Data extracted from a collection
==*==

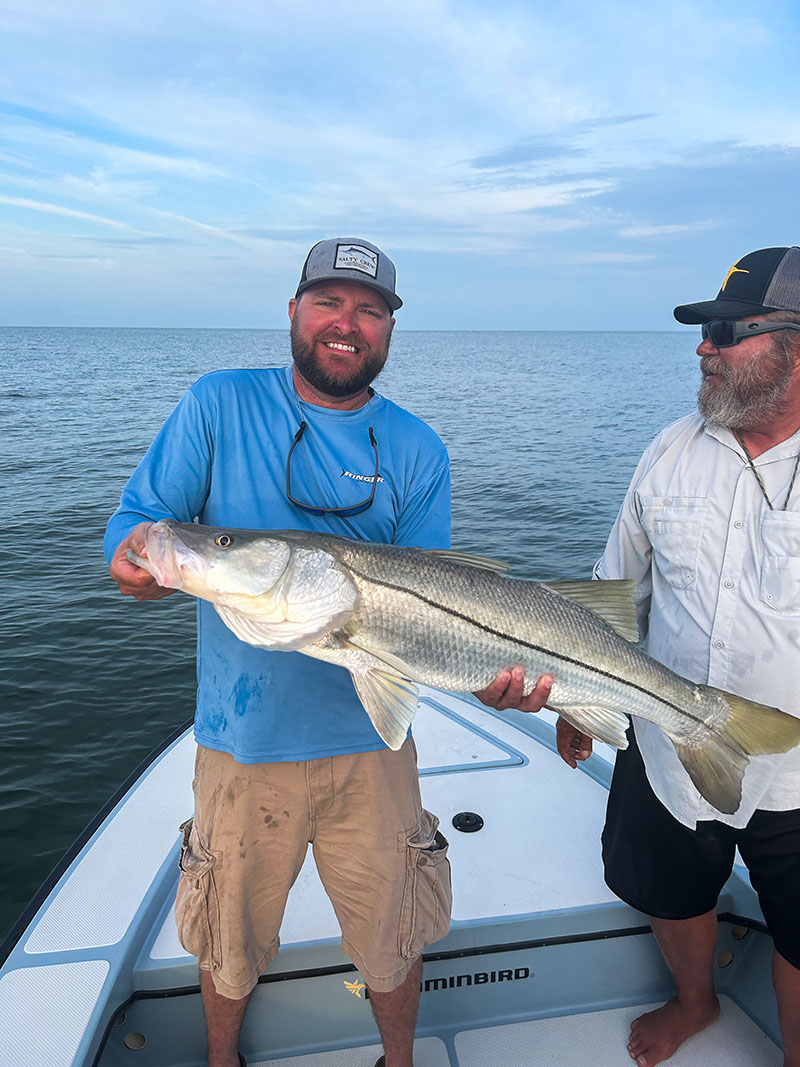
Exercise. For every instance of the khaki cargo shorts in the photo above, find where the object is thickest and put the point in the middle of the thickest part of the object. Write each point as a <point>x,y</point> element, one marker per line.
<point>379,855</point>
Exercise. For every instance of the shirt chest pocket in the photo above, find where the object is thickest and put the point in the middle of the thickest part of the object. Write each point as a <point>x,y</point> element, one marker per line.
<point>780,583</point>
<point>674,526</point>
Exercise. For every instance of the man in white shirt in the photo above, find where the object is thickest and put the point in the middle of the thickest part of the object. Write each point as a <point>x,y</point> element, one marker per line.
<point>709,530</point>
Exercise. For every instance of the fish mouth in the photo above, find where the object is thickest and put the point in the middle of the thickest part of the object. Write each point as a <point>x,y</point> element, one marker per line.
<point>162,556</point>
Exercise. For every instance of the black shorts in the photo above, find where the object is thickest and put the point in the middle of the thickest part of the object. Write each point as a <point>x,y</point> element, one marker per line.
<point>661,868</point>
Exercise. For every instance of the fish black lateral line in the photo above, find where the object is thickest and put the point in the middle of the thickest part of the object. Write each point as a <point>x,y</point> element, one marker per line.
<point>397,617</point>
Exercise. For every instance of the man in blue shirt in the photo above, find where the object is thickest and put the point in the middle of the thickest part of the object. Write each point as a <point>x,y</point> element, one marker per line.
<point>310,446</point>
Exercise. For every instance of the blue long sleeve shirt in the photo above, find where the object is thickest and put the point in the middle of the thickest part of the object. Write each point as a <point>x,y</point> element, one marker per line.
<point>221,458</point>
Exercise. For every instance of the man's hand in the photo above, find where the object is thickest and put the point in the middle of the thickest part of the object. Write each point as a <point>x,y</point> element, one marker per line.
<point>507,691</point>
<point>133,580</point>
<point>573,745</point>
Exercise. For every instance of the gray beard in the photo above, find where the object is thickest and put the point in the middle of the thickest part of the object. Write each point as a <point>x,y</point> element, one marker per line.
<point>338,385</point>
<point>748,397</point>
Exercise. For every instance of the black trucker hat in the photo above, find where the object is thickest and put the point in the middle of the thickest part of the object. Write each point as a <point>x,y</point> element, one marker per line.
<point>351,259</point>
<point>767,280</point>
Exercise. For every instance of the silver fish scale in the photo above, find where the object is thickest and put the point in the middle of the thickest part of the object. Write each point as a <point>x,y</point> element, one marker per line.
<point>457,626</point>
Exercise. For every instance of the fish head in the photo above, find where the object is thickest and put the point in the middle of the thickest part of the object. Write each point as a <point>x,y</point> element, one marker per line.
<point>212,562</point>
<point>273,588</point>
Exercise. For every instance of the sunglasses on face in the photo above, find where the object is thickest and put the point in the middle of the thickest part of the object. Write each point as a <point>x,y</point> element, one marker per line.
<point>724,333</point>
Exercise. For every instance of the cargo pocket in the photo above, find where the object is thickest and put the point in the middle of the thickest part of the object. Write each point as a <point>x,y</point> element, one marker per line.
<point>780,579</point>
<point>425,913</point>
<point>197,904</point>
<point>674,526</point>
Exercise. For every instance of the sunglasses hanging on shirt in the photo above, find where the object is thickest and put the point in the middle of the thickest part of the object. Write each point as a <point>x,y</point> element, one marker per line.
<point>317,509</point>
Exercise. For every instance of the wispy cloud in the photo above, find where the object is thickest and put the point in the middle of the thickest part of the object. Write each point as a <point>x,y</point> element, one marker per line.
<point>481,141</point>
<point>60,209</point>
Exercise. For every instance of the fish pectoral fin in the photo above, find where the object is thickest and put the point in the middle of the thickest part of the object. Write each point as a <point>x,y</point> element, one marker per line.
<point>355,641</point>
<point>598,722</point>
<point>612,600</point>
<point>467,559</point>
<point>283,635</point>
<point>389,701</point>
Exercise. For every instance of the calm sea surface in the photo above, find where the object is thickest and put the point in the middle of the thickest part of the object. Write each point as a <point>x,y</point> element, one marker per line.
<point>544,431</point>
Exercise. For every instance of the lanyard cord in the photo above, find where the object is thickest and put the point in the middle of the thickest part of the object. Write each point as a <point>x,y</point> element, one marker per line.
<point>758,477</point>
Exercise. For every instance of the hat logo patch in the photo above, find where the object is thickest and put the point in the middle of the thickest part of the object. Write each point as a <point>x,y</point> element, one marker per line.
<point>356,257</point>
<point>734,270</point>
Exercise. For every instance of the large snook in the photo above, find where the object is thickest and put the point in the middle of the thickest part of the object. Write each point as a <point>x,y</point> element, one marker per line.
<point>397,616</point>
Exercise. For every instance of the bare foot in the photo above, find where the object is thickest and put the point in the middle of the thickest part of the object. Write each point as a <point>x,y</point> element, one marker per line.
<point>659,1034</point>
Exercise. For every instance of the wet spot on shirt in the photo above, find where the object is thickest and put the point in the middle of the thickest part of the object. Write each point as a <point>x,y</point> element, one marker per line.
<point>244,691</point>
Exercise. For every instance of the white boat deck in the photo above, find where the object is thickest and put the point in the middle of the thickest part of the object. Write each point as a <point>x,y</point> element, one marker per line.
<point>541,958</point>
<point>595,1037</point>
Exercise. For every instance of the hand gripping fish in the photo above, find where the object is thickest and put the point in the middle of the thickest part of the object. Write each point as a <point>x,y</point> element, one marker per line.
<point>396,616</point>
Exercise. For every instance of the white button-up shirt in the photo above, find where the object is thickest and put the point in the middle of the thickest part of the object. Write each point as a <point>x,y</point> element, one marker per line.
<point>718,593</point>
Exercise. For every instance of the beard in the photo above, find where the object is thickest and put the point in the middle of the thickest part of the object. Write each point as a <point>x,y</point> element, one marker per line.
<point>746,396</point>
<point>356,375</point>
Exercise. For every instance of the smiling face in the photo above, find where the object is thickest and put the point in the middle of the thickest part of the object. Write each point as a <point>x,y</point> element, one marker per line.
<point>747,386</point>
<point>340,334</point>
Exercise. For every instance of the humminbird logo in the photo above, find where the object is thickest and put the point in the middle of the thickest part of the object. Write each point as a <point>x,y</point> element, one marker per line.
<point>356,257</point>
<point>358,477</point>
<point>460,981</point>
<point>734,270</point>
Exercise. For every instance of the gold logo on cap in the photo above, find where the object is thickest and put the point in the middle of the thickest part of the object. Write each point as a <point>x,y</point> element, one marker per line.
<point>734,270</point>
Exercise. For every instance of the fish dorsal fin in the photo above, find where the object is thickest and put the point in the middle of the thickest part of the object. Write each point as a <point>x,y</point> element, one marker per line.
<point>467,559</point>
<point>611,600</point>
<point>389,701</point>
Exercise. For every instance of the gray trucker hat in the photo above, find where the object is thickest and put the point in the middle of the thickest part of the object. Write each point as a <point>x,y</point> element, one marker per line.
<point>767,280</point>
<point>351,259</point>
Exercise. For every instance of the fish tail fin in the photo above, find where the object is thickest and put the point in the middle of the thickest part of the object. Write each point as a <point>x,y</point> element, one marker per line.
<point>718,766</point>
<point>389,701</point>
<point>757,729</point>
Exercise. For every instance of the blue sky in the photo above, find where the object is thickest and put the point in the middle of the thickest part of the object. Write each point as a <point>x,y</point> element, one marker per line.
<point>527,165</point>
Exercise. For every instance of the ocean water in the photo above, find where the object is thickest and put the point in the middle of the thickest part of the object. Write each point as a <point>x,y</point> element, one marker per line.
<point>544,431</point>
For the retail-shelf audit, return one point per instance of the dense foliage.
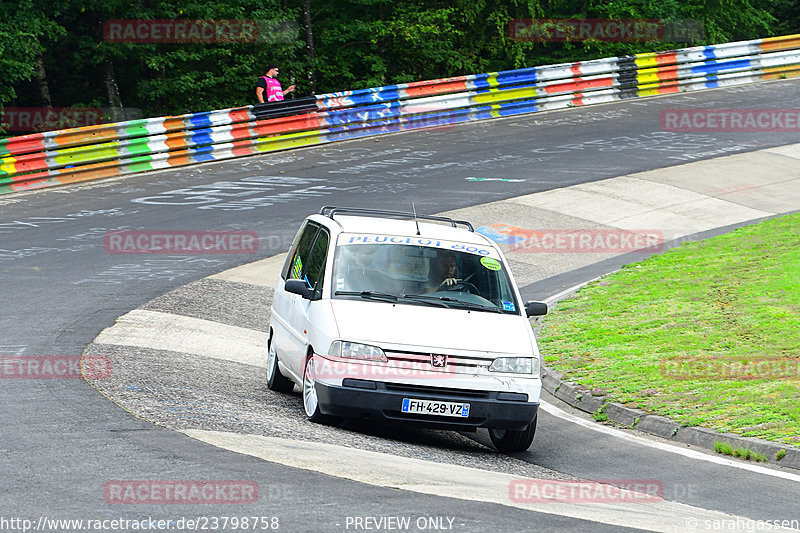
(55, 52)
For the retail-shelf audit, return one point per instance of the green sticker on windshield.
(491, 264)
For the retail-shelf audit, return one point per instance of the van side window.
(293, 268)
(315, 265)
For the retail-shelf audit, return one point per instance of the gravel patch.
(179, 391)
(227, 302)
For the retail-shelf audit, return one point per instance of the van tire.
(310, 400)
(508, 441)
(275, 380)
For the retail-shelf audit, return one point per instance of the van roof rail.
(330, 211)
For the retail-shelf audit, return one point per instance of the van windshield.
(445, 274)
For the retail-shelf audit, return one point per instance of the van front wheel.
(508, 441)
(310, 400)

==*==

Brief:
Print only the lines running from the one with "the gravel patch." to the final line of the data above, each exactly as it appears.

Answer for this exercise:
For the retail-shelf audit, return one point per instance of the gravel patch.
(179, 391)
(227, 302)
For the retail-shelf audit, return one point per instance of the van tire.
(310, 400)
(508, 441)
(275, 380)
For the retail-shelf audit, return one point per instance of the van roof rail.
(330, 211)
For the retail-shelf audit, return one point per instance of the van windshield.
(445, 274)
For the retail-shelf audit, return one point per instance of the van front wheel.
(508, 441)
(310, 400)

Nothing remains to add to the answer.